111 experts from public institutes, academia, industries, JRC, DIN, ISO, CEN and the EU participated in a workshop organised by PTB and BAM looking at current and future needs for reference nanomaterials. A keynote presentation gave details of a recent survey led by the JRC on the needs for reference materials and representative test materials in the area of nanotechnologies. The proceedings of the workshop are available.

Training courses

A second training course entitled nPSize - Metrology for Measurement of Nanoparticle Size by Electron Microscopy & Atomic Force Microscopy was run as an online event by VSL and BAM in October 2020. Exactly 100 attendees took part in the one-day event, many of them being either PhD-students and post-docs in research institutions or representative of industries manufacturing nanoparticles.

Future training courses on accurate analysis of NPs by Small Angle X-Ray Scattering (SAXS) are already being prepared for the start of 2021 by CEA with contributions from PTB and BAM. The video presentations from these courses will be available via Youtube. For further information please contact

Book published

A number of the project partners contributed to a new book Characterization of Nanoparticles - measurement processes for nanoparticles, with the project coordinator as an editor. It combines the concepts and new results from the current project with results obtained by previously completed EMPIR project Metrology for innovative nanoparticles (14IND12, Innanopart).

========

Objectives:
1) Answer these questions using the nanoparticle metrology news above:
(a) How many experts took part in the workshop organised by PTB and BAM?
(b) Which two organizations ran the second nPSize training course as an online event?
(c) What is the title of the previously completed EMPIR project mentioned in the book section?
2) Echo the nanoparticle metrology news word for word from "A second training" to "industries manufacturing nanoparticles.".
3) Carry on the nanoparticle metrology news from the point where it stops.

========

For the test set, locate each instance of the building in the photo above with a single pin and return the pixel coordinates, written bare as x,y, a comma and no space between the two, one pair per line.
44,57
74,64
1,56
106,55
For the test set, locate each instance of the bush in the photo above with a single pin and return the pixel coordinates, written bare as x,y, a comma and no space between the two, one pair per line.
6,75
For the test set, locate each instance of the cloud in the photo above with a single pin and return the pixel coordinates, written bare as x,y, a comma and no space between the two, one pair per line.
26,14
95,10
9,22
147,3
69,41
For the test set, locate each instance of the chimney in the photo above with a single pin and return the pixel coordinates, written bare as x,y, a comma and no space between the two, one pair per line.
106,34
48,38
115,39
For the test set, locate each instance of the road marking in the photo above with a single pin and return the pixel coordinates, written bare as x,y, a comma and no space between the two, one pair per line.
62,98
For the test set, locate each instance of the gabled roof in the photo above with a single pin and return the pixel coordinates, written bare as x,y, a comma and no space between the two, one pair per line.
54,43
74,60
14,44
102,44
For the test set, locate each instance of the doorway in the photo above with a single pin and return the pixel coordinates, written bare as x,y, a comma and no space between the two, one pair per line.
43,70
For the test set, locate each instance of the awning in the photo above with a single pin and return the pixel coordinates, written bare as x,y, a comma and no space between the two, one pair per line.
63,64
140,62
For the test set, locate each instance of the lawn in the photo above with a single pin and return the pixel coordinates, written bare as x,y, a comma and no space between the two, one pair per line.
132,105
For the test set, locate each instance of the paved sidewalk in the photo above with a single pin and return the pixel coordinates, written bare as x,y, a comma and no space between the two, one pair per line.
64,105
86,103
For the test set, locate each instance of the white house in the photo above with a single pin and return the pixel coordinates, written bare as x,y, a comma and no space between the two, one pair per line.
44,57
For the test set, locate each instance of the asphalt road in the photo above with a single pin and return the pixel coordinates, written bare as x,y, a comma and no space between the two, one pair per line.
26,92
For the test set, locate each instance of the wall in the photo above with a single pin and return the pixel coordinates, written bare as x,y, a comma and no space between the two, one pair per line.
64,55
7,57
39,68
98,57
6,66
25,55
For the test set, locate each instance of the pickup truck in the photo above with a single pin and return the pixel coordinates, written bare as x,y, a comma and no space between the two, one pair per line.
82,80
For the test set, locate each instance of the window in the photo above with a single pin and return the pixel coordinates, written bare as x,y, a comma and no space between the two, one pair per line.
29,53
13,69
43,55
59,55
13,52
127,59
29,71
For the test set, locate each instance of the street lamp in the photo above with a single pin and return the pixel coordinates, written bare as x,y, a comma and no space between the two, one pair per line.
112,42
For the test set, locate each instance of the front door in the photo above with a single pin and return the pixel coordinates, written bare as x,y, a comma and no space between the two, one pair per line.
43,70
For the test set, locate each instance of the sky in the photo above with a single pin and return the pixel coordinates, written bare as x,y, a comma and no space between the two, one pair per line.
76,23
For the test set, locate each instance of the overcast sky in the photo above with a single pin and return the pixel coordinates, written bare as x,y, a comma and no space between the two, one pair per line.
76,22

========

Results for the exercise:
1)
(a) 111
(b) VSL and BAM
(c) Metrology for innovative nanoparticles (14IND12, Innanopart)

2)
A second training course entitled nPSize - Metrology for Measurement of Nanoparticle Size by Electron Microscopy & Atomic Force Microscopy was run as an online event by VSL and BAM in October 2020. Exactly 100 attendees took part in the one-day event, many of them being either PhD-students and post-docs in research institutions or representative of industries manufacturing nanoparticles.

3)
Upcoming VAMAS inter-laboratory studies

The EMPIR project coordinator and VAMAS/TWA 34 Nanoparticle Populations have just agreed to start a new project on the measurement of size and concentration of two nPSize materials, silica bimodal, 30 and 60 nm with two different relative number concentrations 1:1 and 10:1, and measurement of size, shape and concentration of bipyramidal titania as an extension of the case study in ISO 21363. The call for participation will be available via the VAMAS website.

Project Coordinator Vasile-Dan Hodoroaba from BAM said

‘The unique combination of project partners, each with their own area of expertise, has enabled a new quality in the evaluation of size and shape of complex nanoparticles by developing a new set of reference nanomaterials and new measurement procedures including physical modelling, machine learning and their combination’.

These EMPIR projects are co-funded by the European Union's Horizon 2020 research and innovation programme and the EMPIR Participating States.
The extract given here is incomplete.